EXERCISE GOAL:
From the lines below, keep only those that contain the word "climbing" and copy each one out in full.

INFORMATION SUPPLIED:
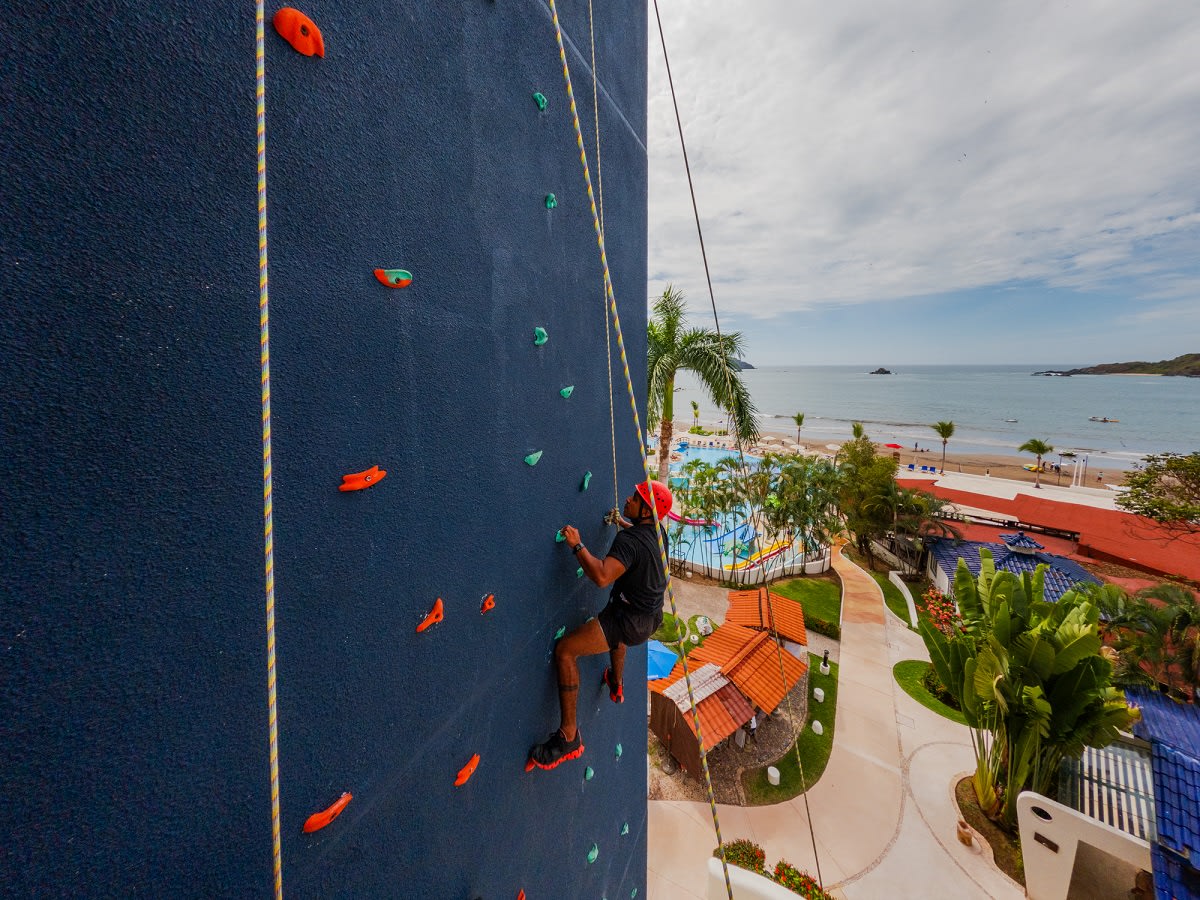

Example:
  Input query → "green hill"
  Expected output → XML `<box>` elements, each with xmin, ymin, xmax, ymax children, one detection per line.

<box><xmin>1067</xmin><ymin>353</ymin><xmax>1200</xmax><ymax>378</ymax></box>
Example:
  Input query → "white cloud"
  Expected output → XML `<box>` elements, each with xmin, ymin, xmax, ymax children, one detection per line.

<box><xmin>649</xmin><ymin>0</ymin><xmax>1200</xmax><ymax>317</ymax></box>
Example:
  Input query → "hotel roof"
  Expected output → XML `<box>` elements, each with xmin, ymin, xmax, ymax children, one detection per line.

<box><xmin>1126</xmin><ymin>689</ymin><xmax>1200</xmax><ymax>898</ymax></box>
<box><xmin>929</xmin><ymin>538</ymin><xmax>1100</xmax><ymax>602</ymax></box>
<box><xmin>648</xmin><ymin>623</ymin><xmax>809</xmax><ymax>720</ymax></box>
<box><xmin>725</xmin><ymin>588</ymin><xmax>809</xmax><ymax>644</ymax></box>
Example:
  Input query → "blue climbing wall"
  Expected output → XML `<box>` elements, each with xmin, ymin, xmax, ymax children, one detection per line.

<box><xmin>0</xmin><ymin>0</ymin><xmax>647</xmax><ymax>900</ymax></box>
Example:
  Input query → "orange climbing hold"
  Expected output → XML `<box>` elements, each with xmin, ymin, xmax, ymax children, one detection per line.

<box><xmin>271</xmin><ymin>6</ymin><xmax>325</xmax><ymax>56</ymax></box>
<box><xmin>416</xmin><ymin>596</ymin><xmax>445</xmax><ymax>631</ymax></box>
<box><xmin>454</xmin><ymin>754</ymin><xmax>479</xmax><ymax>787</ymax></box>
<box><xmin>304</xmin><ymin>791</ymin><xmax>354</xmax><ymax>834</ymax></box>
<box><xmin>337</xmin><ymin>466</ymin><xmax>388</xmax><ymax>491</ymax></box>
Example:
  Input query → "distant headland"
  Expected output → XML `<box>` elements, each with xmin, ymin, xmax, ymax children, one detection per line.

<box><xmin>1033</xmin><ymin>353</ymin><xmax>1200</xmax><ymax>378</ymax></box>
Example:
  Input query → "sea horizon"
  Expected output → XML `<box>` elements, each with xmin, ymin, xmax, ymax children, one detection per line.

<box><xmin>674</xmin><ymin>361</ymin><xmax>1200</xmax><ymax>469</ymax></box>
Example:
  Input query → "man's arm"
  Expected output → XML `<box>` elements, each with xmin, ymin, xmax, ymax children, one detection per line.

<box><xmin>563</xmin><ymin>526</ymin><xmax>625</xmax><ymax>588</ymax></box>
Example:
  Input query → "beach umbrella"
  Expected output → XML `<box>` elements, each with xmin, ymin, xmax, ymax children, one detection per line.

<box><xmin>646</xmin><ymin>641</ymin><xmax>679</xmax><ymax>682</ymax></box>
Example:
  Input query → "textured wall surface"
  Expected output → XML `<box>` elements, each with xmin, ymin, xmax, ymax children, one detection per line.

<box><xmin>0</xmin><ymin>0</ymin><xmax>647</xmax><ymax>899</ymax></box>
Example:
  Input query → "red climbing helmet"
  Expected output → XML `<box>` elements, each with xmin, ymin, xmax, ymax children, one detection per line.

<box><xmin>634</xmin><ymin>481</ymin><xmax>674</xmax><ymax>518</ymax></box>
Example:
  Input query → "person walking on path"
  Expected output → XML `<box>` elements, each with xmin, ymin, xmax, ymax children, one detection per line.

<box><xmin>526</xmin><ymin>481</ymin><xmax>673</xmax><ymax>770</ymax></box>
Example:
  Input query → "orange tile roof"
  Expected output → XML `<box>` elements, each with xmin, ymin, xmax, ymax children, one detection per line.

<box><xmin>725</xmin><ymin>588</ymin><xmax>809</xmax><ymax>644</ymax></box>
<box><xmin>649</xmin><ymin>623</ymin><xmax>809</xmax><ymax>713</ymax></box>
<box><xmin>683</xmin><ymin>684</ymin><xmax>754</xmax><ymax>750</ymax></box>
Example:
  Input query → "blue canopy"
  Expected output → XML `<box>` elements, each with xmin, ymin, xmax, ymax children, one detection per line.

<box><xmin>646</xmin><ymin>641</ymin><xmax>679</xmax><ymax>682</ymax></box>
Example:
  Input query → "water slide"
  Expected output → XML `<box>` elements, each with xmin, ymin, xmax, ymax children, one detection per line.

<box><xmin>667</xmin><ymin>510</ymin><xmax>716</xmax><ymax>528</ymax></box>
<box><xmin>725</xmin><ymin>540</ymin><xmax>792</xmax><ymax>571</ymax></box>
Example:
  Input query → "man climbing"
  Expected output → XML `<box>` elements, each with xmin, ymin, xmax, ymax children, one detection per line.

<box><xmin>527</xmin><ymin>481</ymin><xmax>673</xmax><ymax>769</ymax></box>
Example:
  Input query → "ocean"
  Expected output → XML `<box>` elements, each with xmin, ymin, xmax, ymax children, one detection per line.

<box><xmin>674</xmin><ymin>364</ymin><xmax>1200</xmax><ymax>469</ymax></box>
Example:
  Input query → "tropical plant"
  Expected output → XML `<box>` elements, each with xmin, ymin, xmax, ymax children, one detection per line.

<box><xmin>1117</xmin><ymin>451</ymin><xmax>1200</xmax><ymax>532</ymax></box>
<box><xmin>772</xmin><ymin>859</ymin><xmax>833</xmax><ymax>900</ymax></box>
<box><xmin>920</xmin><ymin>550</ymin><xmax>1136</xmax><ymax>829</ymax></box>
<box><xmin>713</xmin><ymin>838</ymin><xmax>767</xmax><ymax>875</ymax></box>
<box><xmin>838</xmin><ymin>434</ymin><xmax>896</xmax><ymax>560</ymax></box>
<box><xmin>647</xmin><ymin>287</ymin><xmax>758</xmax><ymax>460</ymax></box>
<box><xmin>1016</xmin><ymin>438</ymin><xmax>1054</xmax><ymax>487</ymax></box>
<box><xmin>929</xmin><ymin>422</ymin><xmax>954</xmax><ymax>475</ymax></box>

FULL SOLUTION:
  Input query → "blue climbing wall"
  Input query → "orange climbing hold"
  Input query → "red climbing helmet"
  Input query → "man climbing"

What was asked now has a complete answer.